• **TASK PROMPT**
Identify every line below that contains the word "each", and copy those lines in full. Case counts.

• **EXERCISE INPUT**
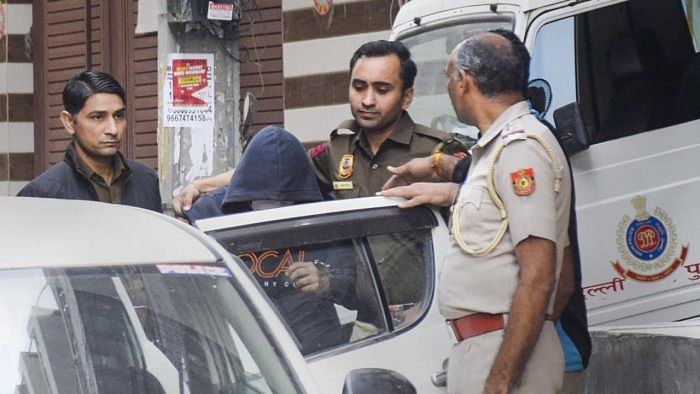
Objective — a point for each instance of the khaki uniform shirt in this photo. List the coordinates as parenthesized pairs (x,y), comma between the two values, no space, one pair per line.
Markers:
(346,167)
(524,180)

* * *

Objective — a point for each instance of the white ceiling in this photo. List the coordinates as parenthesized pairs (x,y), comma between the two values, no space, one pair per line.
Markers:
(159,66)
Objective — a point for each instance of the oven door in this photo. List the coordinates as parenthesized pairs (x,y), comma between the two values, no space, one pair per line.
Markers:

• **TASK RESULT**
Objective — a point for each instance of the khaki uniform shirt in this photo. List the coordinates as parenthesized pairs (x,y), comma between the two values, no space, one pair per line.
Objective — a point for each instance of the white ceiling in this photo. List the coordinates as parenthesized pairs (x,y), comma between the two values, no space, one pair per line.
Objective — a point for each instance of the oven door in this photo. List the coordinates as parenthesized pairs (x,y), comma between the two values, no space, one pair per line.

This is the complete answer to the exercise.